◆ Required work:
A - Quote the passage on television scanning in full, word for word.
B - Copy every line of the rows, starting with the line that contains "of the plywood" and going on through the line that contains "x=407, y=73", and give nothing else. Increase each x and y coordinate in the answers by 59.

┌─ Source document

The brightness of the spot is reduced to nothing during the right-to-left 'return' stroke, the flyback. In the UK the screen has 625 horizontal scan lines in the raster; it is slightly different in some other countries. Unfortunately, a scan of this sort would produce flicker, even at 25 frames per second, whereas a motion picture film running at the same speed would not. The reason lies in the way the television picture is drawn from the top downwards, whereas the motion picture projector uncovers the whole of each frame virtually at once. To reduce the flicker, which has an odd appearance of running from the top down the screen, interlaced scanning is used, and the picture is produced in two halves, each taking 1/100 th of a second ( UK). The electron beam scans the screen as above, but only with 3121 lines. When it gets to the middle of the bottom of the screen (the 312-1/2 th line!) it returns to the middle of the top and scans the picture again, but between the first set of lines, 'interlacing' the second scan with the first. Using this technique makes the amount of flicker hardly notice able. Interlaced scanning is illustrated in Fig. 25, though with an 11-line screen instead of 625, to make the diagram clearer.
It is important to realize that in a monochrome television the phosphor on the screen is completely homogeneous; the lines are merely a product of the scanning that produces the raster. Two time periods are critical to the television: the time the beam takes to scan the width of the picture-the line frequency; and the time taken for one frame-the frame frequency. Two oscillators within the receiver generate these frequencies, and they are called, respectively, the line time base and the field time base. The line time base has to scan the screen 25 x 625 = 15 625 times every second, so has an operating frequency of 15.625 kHz, and the field timebase scans the picture 50 times every second (twice for each frame; remember the interlaced scanning), so operates at 50 Hz (the mains frequency--you will see why this is a good idea later). The timebases have not got to operate at about the right frequency, they have to work at exactly the right frequency, to scan the screen in exact synchronism with the cameras at the studio. For as the electron beam sweeps across the screen it is modulated so that the brightness of the screen is changed continuously to produce a picture. Fig. 26 shows how a picture is built up.

└─
┌─ Stored data

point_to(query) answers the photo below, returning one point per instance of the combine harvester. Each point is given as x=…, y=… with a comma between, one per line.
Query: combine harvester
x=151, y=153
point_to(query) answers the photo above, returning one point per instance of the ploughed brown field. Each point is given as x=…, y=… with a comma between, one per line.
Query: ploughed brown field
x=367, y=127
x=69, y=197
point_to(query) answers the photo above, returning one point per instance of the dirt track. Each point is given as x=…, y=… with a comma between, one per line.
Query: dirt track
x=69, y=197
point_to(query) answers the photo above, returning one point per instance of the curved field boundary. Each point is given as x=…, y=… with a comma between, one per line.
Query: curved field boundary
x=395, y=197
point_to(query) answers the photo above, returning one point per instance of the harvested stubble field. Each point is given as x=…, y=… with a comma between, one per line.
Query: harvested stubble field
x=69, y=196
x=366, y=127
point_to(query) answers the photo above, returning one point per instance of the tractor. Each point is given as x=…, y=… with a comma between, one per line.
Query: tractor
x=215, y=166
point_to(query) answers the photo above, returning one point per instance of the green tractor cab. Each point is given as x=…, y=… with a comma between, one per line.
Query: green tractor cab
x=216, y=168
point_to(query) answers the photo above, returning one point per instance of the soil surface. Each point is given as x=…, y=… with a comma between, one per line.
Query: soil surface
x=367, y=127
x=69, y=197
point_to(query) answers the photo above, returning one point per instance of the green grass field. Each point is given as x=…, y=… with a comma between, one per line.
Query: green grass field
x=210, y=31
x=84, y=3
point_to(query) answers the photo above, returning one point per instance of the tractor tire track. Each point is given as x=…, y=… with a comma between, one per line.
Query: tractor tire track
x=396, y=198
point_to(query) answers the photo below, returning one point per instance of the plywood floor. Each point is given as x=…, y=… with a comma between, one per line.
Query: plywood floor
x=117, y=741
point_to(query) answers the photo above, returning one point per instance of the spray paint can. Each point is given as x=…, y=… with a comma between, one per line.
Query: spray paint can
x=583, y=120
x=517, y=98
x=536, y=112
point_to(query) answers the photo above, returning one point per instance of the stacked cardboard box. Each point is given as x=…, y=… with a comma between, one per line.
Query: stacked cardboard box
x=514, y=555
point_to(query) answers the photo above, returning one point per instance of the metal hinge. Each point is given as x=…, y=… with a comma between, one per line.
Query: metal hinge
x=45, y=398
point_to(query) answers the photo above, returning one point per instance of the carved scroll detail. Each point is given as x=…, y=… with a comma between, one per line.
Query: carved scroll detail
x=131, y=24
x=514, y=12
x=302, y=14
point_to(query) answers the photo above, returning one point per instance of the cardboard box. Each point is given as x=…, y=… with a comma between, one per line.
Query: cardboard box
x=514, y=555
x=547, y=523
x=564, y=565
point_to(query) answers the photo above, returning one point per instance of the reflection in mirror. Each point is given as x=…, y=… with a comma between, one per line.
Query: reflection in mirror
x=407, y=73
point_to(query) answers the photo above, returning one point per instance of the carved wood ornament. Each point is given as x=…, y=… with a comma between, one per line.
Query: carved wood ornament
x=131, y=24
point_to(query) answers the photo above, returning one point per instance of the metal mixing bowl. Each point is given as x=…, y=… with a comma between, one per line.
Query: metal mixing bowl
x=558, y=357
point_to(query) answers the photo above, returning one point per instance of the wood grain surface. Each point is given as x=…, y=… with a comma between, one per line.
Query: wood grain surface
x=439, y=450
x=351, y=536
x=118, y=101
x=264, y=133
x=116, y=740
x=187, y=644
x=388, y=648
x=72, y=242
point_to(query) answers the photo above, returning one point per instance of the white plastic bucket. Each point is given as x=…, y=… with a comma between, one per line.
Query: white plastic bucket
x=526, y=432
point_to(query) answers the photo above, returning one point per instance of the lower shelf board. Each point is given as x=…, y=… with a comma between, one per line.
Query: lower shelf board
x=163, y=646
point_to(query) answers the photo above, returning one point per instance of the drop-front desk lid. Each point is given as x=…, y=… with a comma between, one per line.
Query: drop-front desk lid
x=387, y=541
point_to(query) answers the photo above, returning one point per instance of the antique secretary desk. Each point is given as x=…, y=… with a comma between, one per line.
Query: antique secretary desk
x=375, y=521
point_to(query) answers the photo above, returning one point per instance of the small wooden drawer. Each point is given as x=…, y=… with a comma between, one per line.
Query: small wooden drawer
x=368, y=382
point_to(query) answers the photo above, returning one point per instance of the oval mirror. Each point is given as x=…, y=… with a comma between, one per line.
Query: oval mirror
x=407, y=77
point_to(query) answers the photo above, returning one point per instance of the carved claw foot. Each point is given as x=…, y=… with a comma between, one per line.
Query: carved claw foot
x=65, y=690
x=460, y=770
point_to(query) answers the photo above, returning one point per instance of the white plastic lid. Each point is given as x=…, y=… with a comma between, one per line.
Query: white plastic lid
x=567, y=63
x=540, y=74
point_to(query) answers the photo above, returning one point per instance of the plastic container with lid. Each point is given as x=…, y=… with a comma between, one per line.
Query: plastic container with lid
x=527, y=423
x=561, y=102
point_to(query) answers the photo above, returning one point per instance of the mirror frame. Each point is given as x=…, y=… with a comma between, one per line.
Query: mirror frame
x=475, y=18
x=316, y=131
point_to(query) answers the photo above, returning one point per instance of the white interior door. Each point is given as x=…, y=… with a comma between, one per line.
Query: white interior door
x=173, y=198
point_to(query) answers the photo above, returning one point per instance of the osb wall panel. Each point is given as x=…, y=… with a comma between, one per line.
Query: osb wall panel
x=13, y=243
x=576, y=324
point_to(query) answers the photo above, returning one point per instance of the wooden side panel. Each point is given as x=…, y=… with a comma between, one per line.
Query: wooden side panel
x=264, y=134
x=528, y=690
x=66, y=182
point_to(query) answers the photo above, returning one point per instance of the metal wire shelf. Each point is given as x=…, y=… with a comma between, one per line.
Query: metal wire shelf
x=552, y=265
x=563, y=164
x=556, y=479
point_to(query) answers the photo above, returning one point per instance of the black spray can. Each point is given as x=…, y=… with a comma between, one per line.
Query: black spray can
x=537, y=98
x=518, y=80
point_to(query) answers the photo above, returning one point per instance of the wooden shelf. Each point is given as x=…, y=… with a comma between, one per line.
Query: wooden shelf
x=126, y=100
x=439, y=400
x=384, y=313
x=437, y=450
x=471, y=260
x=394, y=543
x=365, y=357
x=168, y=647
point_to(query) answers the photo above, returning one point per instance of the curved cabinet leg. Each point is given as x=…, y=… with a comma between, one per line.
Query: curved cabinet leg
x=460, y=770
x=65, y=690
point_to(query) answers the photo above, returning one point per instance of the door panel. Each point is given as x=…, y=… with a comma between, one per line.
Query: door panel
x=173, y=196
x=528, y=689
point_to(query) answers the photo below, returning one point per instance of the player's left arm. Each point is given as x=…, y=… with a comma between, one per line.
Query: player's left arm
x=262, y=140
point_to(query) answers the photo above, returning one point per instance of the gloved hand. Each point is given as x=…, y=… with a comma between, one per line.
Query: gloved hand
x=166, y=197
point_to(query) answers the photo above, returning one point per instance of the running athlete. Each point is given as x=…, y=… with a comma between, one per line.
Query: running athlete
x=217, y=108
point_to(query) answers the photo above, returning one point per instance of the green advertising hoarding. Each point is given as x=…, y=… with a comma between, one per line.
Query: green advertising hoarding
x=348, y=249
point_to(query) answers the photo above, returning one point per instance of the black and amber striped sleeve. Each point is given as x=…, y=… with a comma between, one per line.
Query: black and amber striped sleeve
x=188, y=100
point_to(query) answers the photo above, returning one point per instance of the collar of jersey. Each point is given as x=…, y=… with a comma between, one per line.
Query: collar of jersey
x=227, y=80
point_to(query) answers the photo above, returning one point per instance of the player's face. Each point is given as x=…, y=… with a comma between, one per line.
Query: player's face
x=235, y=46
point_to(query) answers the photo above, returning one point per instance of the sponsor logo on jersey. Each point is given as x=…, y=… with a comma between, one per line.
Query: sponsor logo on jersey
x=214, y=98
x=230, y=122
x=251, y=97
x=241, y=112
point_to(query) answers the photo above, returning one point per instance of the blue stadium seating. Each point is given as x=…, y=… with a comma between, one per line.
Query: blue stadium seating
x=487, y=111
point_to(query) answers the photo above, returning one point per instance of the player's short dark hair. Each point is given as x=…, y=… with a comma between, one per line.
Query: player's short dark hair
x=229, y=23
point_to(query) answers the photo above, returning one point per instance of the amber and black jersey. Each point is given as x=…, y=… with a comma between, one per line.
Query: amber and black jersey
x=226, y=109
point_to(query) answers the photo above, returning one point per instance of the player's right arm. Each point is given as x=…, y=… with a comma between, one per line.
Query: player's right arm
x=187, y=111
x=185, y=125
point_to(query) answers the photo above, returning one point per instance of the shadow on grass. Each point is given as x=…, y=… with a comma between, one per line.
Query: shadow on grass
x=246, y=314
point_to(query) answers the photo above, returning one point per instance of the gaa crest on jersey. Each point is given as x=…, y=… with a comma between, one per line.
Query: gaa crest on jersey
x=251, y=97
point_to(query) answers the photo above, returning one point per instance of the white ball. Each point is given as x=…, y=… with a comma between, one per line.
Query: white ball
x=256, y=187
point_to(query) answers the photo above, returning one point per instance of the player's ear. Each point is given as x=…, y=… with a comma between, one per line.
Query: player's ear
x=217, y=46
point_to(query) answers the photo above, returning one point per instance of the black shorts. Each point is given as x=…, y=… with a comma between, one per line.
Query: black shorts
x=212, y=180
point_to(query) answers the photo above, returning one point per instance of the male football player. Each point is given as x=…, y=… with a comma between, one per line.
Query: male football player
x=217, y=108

└─

◆ List of solutions:
A -
The brightness of the spot is reduced to nothing during the right-to-left 'return' stroke, the flyback. In the UK the screen has 625 horizontal scan lines in the raster; it is slightly different in some other countries. Unfortunately, a scan of this sort would produce flicker, even at 25 frames per second, whereas a motion picture film running at the same speed would not. The reason lies in the way the television picture is drawn from the top downwards, whereas the motion picture projector uncovers the whole of each frame virtually at once. To reduce the flicker, which has an odd appearance of running from the top down the screen, interlaced scanning is used, and the picture is produced in two halves, each taking 1/100 th of a second ( UK). The electron beam scans the screen as above, but only with 3121 lines. When it gets to the middle of the bottom of the screen (the 312-1/2 th line!) it returns to the middle of the top and scans the picture again, but between the first set of lines, 'interlacing' the second scan with the first. Using this technique makes the amount of flicker hardly notice able. Interlaced scanning is illustrated in Fig. 25, though with an 11-line screen instead of 625, to make the diagram clearer.
It is important to realize that in a monochrome television the phosphor on the screen is completely homogeneous; the lines are merely a product of the scanning that produces the raster. Two time periods are critical to the television: the time the beam takes to scan the width of the picture-the line frequency; and the time taken for one frame-the frame frequency. Two oscillators within the receiver generate these frequencies, and they are called, respectively, the line time base and the field time base. The line time base has to scan the screen 25 x 625 = 15 625 times every second, so has an operating frequency of 15.625 kHz, and the field timebase scans the picture 50 times every second (twice for each frame; remember the interlaced scanning), so operates at 50 Hz (the mains frequency--you will see why this is a good idea later). The timebases have not got to operate at about the right frequency, they have to work at exactly the right frequency, to scan the screen in exact synchronism with the cameras at the studio. For as the electron beam sweeps across the screen it is modulated so that the brightness of the screen is changed continuously to produce a picture. Fig. 26 shows how a picture is built up.

B -
point_to(query) answers the photo below, returning one point per instance of the plywood floor. Each point is given as x=…, y=… with a comma between, one per line.
Query: plywood floor
x=176, y=800
point_to(query) answers the photo above, returning one point per instance of the spray paint can. Each point is given as x=…, y=… with a comma between, one per line.
Query: spray paint can
x=642, y=179
x=576, y=157
x=595, y=171
point_to(query) answers the photo above, returning one point per instance of the stacked cardboard box. Each point is given as x=…, y=… with a comma between, one per line.
Query: stacked cardboard box
x=573, y=614
point_to(query) answers the photo above, returning one point per instance of the metal hinge. Each point is given as x=…, y=… with a comma between, one per line.
Query: metal hinge
x=104, y=457
point_to(query) answers the photo above, returning one point per instance of the carved scroll detail. Each point is given as x=…, y=… with a comma between, one per line.
Query: carved scroll detail
x=190, y=83
x=573, y=71
x=361, y=73
point_to(query) answers the photo above, returning one point per instance of the cardboard box. Each point is given as x=…, y=… with a comma between, one per line.
Query: cardboard box
x=573, y=614
x=606, y=582
x=623, y=624
point_to(query) answers the photo above, returning one point per instance of the reflection in mirror. Each point is given as x=…, y=… with a comma between, one per line.
Query: reflection in mirror
x=466, y=132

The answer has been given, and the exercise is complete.